== Data shown ==
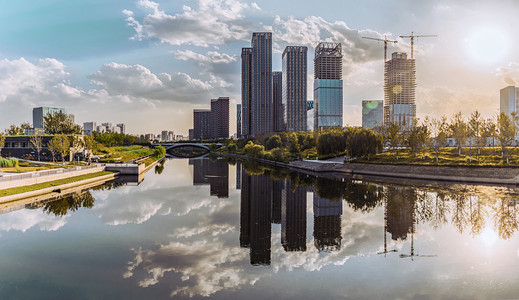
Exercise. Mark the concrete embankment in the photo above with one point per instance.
(473, 175)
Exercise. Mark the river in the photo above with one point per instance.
(197, 228)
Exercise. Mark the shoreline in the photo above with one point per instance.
(454, 174)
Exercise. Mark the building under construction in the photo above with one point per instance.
(400, 90)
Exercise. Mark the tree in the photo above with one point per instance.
(89, 143)
(14, 130)
(505, 133)
(2, 143)
(393, 137)
(59, 122)
(459, 130)
(475, 130)
(59, 144)
(36, 144)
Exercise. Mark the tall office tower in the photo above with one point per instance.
(508, 100)
(122, 127)
(261, 121)
(327, 224)
(220, 118)
(399, 90)
(372, 113)
(277, 100)
(89, 128)
(246, 90)
(201, 124)
(39, 112)
(399, 212)
(328, 85)
(294, 87)
(238, 120)
(293, 218)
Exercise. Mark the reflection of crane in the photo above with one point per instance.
(412, 36)
(385, 40)
(412, 250)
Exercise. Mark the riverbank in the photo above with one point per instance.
(456, 174)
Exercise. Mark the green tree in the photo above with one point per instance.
(459, 130)
(37, 144)
(505, 133)
(59, 144)
(59, 122)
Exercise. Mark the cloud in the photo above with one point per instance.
(215, 22)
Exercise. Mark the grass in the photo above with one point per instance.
(448, 156)
(39, 186)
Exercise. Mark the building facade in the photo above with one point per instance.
(328, 86)
(372, 113)
(220, 118)
(238, 120)
(400, 90)
(201, 124)
(39, 112)
(508, 100)
(294, 62)
(277, 100)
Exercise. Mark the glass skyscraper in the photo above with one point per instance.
(328, 90)
(294, 88)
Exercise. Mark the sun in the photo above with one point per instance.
(487, 45)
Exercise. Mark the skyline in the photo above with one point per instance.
(141, 59)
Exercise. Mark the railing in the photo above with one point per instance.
(44, 173)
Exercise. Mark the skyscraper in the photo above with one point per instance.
(246, 90)
(508, 100)
(238, 120)
(294, 87)
(328, 85)
(220, 118)
(372, 113)
(399, 90)
(257, 85)
(277, 100)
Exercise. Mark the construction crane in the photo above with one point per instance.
(385, 40)
(412, 36)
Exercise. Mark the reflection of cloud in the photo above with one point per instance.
(24, 220)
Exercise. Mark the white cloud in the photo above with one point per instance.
(214, 22)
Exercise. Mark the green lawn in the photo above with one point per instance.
(39, 186)
(448, 156)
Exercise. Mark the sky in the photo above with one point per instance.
(150, 63)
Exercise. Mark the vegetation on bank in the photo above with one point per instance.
(39, 186)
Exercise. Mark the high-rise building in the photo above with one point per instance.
(257, 85)
(39, 112)
(89, 128)
(277, 100)
(400, 90)
(508, 100)
(328, 91)
(372, 113)
(294, 87)
(201, 124)
(220, 118)
(246, 90)
(238, 120)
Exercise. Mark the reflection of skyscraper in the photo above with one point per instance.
(327, 224)
(293, 218)
(399, 212)
(214, 173)
(256, 217)
(277, 188)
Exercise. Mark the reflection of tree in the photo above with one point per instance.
(70, 203)
(159, 168)
(505, 218)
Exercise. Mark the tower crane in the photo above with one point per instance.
(412, 36)
(385, 40)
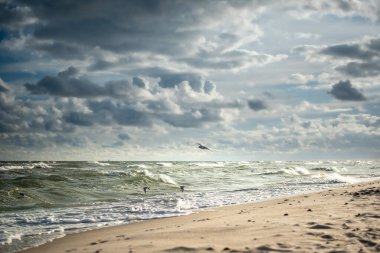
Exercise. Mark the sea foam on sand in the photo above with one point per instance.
(345, 219)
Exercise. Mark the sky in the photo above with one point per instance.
(148, 80)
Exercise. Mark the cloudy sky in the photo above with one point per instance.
(147, 80)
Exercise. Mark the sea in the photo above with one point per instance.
(41, 201)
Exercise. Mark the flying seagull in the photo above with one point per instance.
(202, 147)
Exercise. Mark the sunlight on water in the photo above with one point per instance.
(46, 200)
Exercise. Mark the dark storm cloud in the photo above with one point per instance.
(139, 82)
(364, 57)
(349, 51)
(171, 80)
(257, 104)
(343, 90)
(123, 136)
(68, 84)
(61, 50)
(3, 86)
(193, 118)
(13, 16)
(361, 69)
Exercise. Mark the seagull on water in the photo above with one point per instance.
(202, 147)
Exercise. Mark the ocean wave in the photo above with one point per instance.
(100, 163)
(41, 165)
(296, 171)
(164, 164)
(336, 178)
(208, 164)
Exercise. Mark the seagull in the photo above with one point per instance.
(202, 147)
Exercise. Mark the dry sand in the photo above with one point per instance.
(345, 219)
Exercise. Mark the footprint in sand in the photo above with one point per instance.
(319, 226)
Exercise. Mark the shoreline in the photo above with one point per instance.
(345, 219)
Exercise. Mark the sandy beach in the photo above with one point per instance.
(345, 219)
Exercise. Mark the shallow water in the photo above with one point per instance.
(46, 200)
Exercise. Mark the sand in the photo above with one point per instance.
(344, 219)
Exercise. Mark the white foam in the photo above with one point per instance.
(101, 163)
(296, 171)
(160, 177)
(165, 164)
(41, 165)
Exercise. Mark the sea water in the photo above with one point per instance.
(41, 201)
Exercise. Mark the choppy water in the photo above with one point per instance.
(46, 200)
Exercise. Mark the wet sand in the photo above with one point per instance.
(344, 219)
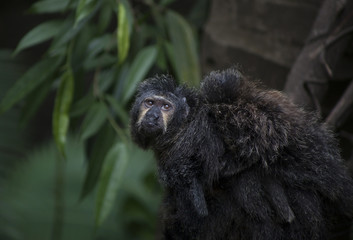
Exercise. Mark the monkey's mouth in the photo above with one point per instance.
(151, 128)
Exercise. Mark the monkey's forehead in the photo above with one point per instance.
(158, 95)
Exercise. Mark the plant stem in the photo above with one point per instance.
(59, 201)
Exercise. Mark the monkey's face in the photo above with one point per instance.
(154, 115)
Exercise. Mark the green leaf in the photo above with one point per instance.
(105, 16)
(39, 34)
(105, 60)
(61, 118)
(185, 55)
(138, 71)
(110, 180)
(29, 81)
(49, 6)
(102, 143)
(34, 101)
(84, 8)
(118, 109)
(123, 33)
(94, 120)
(81, 106)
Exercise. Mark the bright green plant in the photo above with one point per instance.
(99, 50)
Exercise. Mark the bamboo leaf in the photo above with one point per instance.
(39, 34)
(34, 101)
(123, 33)
(118, 109)
(102, 143)
(94, 120)
(186, 60)
(49, 6)
(61, 118)
(84, 8)
(110, 180)
(138, 70)
(29, 81)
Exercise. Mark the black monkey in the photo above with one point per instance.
(240, 162)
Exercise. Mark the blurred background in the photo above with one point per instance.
(69, 70)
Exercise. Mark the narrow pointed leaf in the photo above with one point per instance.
(123, 33)
(84, 8)
(36, 75)
(118, 109)
(49, 6)
(185, 55)
(110, 180)
(140, 67)
(34, 101)
(94, 120)
(102, 143)
(61, 118)
(39, 34)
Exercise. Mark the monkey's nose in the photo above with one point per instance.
(155, 116)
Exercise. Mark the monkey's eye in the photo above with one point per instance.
(166, 107)
(149, 103)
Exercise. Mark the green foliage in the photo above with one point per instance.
(98, 51)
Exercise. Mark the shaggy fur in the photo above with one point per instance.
(240, 162)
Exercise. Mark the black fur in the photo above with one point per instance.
(244, 163)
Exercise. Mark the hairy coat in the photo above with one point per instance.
(241, 162)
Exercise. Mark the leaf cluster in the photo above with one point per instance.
(98, 51)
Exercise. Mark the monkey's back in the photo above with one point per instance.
(282, 167)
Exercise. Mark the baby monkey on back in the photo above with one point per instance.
(240, 162)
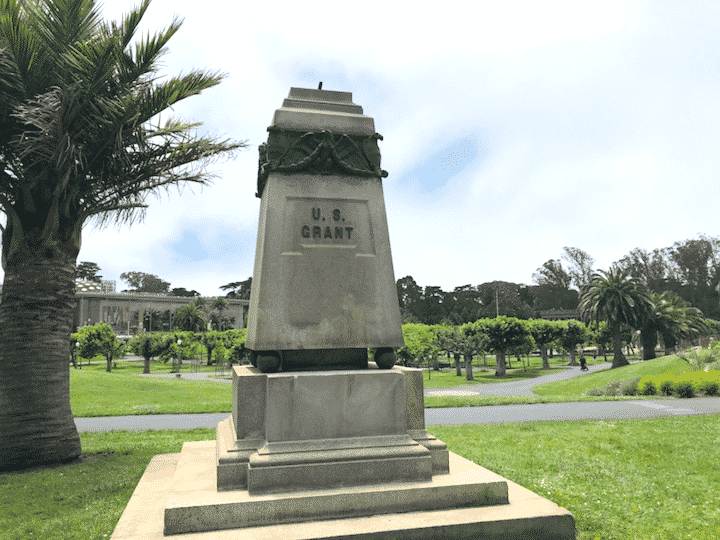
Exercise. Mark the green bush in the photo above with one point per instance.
(617, 388)
(647, 386)
(629, 388)
(709, 388)
(684, 389)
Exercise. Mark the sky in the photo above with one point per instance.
(509, 131)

== Requirement ==
Convert the items above into a numbered list with one line per entry, omitting blank lines and leaving out the pictures.

== Full answer ==
1. Exercise. Mark the concrete embankment in the photo above with one point per instance.
2. (473, 175)
3. Exercise. Mark the river in the photo above with one point per instance.
4. (197, 228)
5. Exercise. Mark the shoreline in the photo above with one point per instance.
6. (454, 174)
7. Exercise. Mark the building under construction in the photo above with one point per instance.
8. (400, 90)
9. Exercise. Mark the tree in the photo above with one point per instance.
10. (89, 143)
11. (14, 130)
12. (505, 133)
13. (2, 143)
14. (393, 137)
15. (59, 122)
16. (459, 130)
17. (475, 130)
18. (59, 144)
19. (36, 144)
20. Exercise. Mark the tall office tower in the photo above with one point per instance.
21. (508, 100)
22. (122, 127)
23. (261, 121)
24. (327, 224)
25. (220, 118)
26. (399, 90)
27. (372, 113)
28. (277, 100)
29. (89, 128)
30. (246, 90)
31. (201, 124)
32. (39, 112)
33. (399, 212)
34. (328, 85)
35. (294, 87)
36. (238, 120)
37. (293, 218)
38. Exercise. Mark the reflection of crane in the photo above with one point per instance.
39. (412, 36)
40. (385, 40)
41. (412, 250)
42. Exercise. Mark the riverbank in the photo above with one point per instance.
43. (456, 174)
44. Exercise. Mark the green tree in the photo above with one point per instance.
45. (459, 130)
46. (37, 144)
47. (505, 133)
48. (59, 144)
49. (59, 122)
50. Exercise. Mark the cloud in the photo above with one point per instance.
51. (215, 22)
52. Exercise. Mark the grass in the photo above with one point per instance.
53. (448, 156)
54. (39, 186)
55. Exercise. Mark the building facade in the photo above with one point per instance.
56. (328, 86)
57. (372, 113)
58. (220, 118)
59. (238, 120)
60. (400, 90)
61. (201, 124)
62. (39, 112)
63. (508, 100)
64. (294, 62)
65. (277, 100)
66. Exercise. Mark the glass skyscraper in the photo above with one point per instance.
67. (328, 90)
68. (294, 88)
69. Exercise. Mark the sun in the photo above with one point per instance.
70. (487, 45)
71. Exercise. Mark the skyline in the photo above with one point per instance.
72. (141, 59)
73. Exercise. Mark the railing in the photo above with one point per instance.
74. (44, 173)
75. Exercise. Mark the skyscraper in the photo above with one point per instance.
76. (246, 90)
77. (508, 100)
78. (238, 120)
79. (294, 87)
80. (328, 85)
81. (220, 118)
82. (372, 113)
83. (399, 90)
84. (257, 85)
85. (277, 100)
86. Exercise. Mark the construction crane in the photo above with one point per instance.
87. (385, 40)
88. (412, 36)
89. Exercise. Mark the reflection of cloud in the photo above with one point per instance.
90. (24, 220)
91. Exercise. Mark the white cloud in the photo above with one point per instance.
92. (214, 22)
93. Exercise. Mark the green lawn in the photo above with one point per instance.
94. (39, 186)
95. (448, 156)
96. Exercise. Mark the sky in the photo above with one point per instance.
97. (150, 63)
98. Exercise. Mark the vegetation on bank in the photo above with one point per instance.
99. (39, 186)
100. Exercise. Mark the high-rise building in the photo above with one point per instance.
101. (257, 85)
102. (39, 112)
103. (89, 128)
104. (277, 100)
105. (400, 90)
106. (508, 100)
107. (328, 91)
108. (372, 113)
109. (294, 87)
110. (201, 124)
111. (220, 118)
112. (246, 90)
113. (238, 120)
114. Exercise. Mark the reflection of skyscraper in the photo above with one point per instance.
115. (327, 224)
116. (293, 218)
117. (399, 212)
118. (214, 173)
119. (256, 217)
120. (277, 188)
121. Exercise. Mark the reflection of tree in the photo above with one point per instance.
122. (70, 203)
123. (159, 168)
124. (505, 218)
125. Exercise. Mark the tower crane in the photo above with one point per instance.
126. (412, 36)
127. (385, 40)
128. Exercise. Mark the sea foam on sand in the photo above with one point per instance.
129. (345, 219)
130. Exercise. Mark the sky in the photo above with one point per instance.
131. (148, 80)
132. Exercise. Mark the cloudy sky in the photo above with one point per instance.
133. (147, 80)
134. Exercise. Mark the sea in the photo above with one point per instance.
135. (41, 201)
136. Exercise. Mark the flying seagull in the photo above with one point per instance.
137. (202, 147)
138. Exercise. Mark the sunlight on water in the photo above with one point per instance.
139. (46, 200)
140. Exercise. Mark the dark storm cloud in the photo above with one point per instance.
141. (139, 82)
142. (364, 57)
143. (349, 51)
144. (171, 80)
145. (257, 104)
146. (343, 90)
147. (123, 136)
148. (68, 84)
149. (61, 50)
150. (3, 86)
151. (193, 118)
152. (13, 16)
153. (361, 69)
154. Exercise. Mark the seagull on water in the photo above with one point per instance.
155. (202, 147)
156. Exercise. Mark the ocean wave in the photo above with one point per instance.
157. (100, 163)
158. (41, 165)
159. (296, 171)
160. (164, 164)
161. (336, 178)
162. (208, 164)
163. Exercise. Mark the seagull in the photo above with one point per instance.
164. (202, 147)
165. Exercise. Mark the dry sand in the photo above with one point per instance.
166. (345, 219)
167. Exercise. Mark the footprint in sand in the photo above with one point per instance.
168. (319, 226)
169. Exercise. Mark the shoreline in the photo above with one point per instance.
170. (345, 219)
171. Exercise. Mark the sandy beach in the photo above with one point per instance.
172. (345, 219)
173. Exercise. Mark the shallow water in the photo above with one point per instance.
174. (46, 200)
175. Exercise. Mark the sand in the photo above with one point per instance.
176. (344, 219)
177. Exercise. Mark the white foam in the photo above with one point per instance.
178. (101, 163)
179. (296, 171)
180. (160, 177)
181. (165, 164)
182. (41, 165)
183. Exercise. Mark the sea water in the photo above with one point per instance.
184. (41, 201)
185. Exercise. Mark the choppy water in the photo above with one point per instance.
186. (46, 200)
187. Exercise. Mark the wet sand in the photo above with one point per instance.
188. (344, 219)
189. Exercise. Mark the monkey's mouth in the photo above with one point per instance.
190. (151, 128)
191. Exercise. Mark the monkey's forehead in the photo above with one point per instance.
192. (158, 95)
193. Exercise. Mark the plant stem in the photo above with one point per instance.
194. (59, 201)
195. Exercise. Mark the monkey's face in the photo above with one point per instance.
196. (154, 115)
197. Exercise. Mark the green leaf in the photo above with one point per instance.
198. (105, 16)
199. (39, 34)
200. (105, 60)
201. (61, 118)
202. (185, 55)
203. (138, 71)
204. (110, 180)
205. (29, 81)
206. (49, 6)
207. (102, 143)
208. (34, 101)
209. (84, 8)
210. (118, 109)
211. (123, 33)
212. (94, 120)
213. (81, 106)
214. Exercise. Mark the bright green plant in the photo above with one point per instance.
215. (99, 50)
216. Exercise. Mark the bamboo leaf in the photo above with one point per instance.
217. (39, 34)
218. (34, 101)
219. (123, 33)
220. (118, 109)
221. (102, 143)
222. (94, 120)
223. (186, 60)
224. (49, 6)
225. (61, 118)
226. (84, 8)
227. (110, 180)
228. (138, 70)
229. (29, 81)
230. Exercise. Mark the black monkey in the photo above with one point per instance.
231. (240, 162)
232. Exercise. Mark the blurred background in the photo above with one point per instance.
233. (69, 70)
234. Exercise. Mark the narrow pointed leaf in the photo above with one point per instance.
235. (123, 33)
236. (84, 8)
237. (36, 75)
238. (118, 109)
239. (49, 6)
240. (185, 55)
241. (110, 180)
242. (140, 67)
243. (34, 101)
244. (94, 120)
245. (102, 143)
246. (61, 118)
247. (39, 34)
248. Exercise. Mark the monkey's nose in the photo above with one point per instance.
249. (155, 116)
250. Exercise. Mark the monkey's eye in the photo above with one point per instance.
251. (166, 107)
252. (149, 103)
253. Exercise. Mark the green foliage in the photo above with one point per instance.
254. (98, 51)
255. Exercise. Mark the shaggy fur in the photo above with one point per instance.
256. (240, 162)
257. Exercise. Mark the black fur in the photo above with one point per instance.
258. (244, 163)
259. Exercise. Mark the hairy coat in the photo above with one point per instance.
260. (241, 162)
261. Exercise. Mark the leaf cluster in the photo above with one point per instance.
262. (98, 51)
263. Exercise. Mark the monkey's back in the photo above with one point per instance.
264. (282, 167)
265. Exercise. Mark the baby monkey on back in the photo above with one point per instance.
266. (240, 162)
267. Exercise. Mark the green bush in the photo above with one point per instance.
268. (617, 388)
269. (647, 386)
270. (629, 388)
271. (709, 388)
272. (684, 389)
273. Exercise. Mark the sky in the photo above with one point per instance.
274. (509, 131)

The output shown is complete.